- Sinhala: අනගාරික ධර්මපාල ශ්‍රීමතාණෝ
- Directed by: Sanath Abeysekara
- Written by: Sanath Abeysekara
- Produced by: Ven. Kirama Vimalajothi Sunil T. Films
- Starring: Palitha Silva Lucky Dias Sriyantha Mendis
- Cinematography: Sujith Nishantha
- Edited by: Nandi Jayakody
- Music by: Rohana Weerasinghe
- Distributed by: EAP Films
- Release date: 5 September 2014;
- Country: Sri Lanka
- Language: Sinhala
- Budget: 400 Lakhs LKR

= Anagarika Dharmapala Srimathano =

Anagarika Dharmapala Srimathano (අනගාරික ධර්මපාල ශ්‍රීමතාණෝ) is a 2014 Sri Lankan Sinhala biographical history film directed by Sanath Abeysekara and co-produced by Ven. Banagala Upatissa Thero and Sunil T. Fernando for Sunil T. Films. It stars Palitha Silva in lead role along with Lucky Dias and Sriyantha Mendis. Music composed by Rohana Weerasinghe. It is the 1211th Sri Lankan film in the Sinhala cinema.
=-=-=
--- STATED TASK A ---
Give the listing from its start through the line containing "125L62 91L35 103L22" as a Markdown table with the columns Row and Line, leaving out blank lines and the pictures.

Outline listing for images:
=-=-=
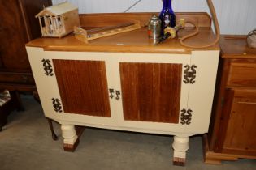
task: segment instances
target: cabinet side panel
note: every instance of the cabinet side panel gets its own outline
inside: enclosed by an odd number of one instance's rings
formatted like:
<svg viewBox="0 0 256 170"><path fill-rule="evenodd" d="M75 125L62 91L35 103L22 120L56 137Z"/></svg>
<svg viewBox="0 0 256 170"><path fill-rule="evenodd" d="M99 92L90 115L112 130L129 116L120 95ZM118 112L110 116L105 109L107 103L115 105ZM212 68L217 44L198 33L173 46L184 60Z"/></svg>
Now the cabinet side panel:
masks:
=-=-=
--- STATED TASK B ---
Answer these questions using the film page:
(i) Who composed the music?
(ii) What budget is listed?
(iii) What is the film's number in Sinhala cinema?

--- SOLUTION A ---
| Row | Line |
|---|---|
| 1 | task: segment instances |
| 2 | target: cabinet side panel |
| 3 | note: every instance of the cabinet side panel gets its own outline |
| 4 | inside: enclosed by an odd number of one instance's rings |
| 5 | formatted like: |
| 6 | <svg viewBox="0 0 256 170"><path fill-rule="evenodd" d="M75 125L62 91L35 103L22 120L56 137Z"/></svg> |

--- SOLUTION B ---
(i) Rohana Weerasinghe
(ii) 400 Lakhs LKR
(iii) The 1211th Sri Lankan film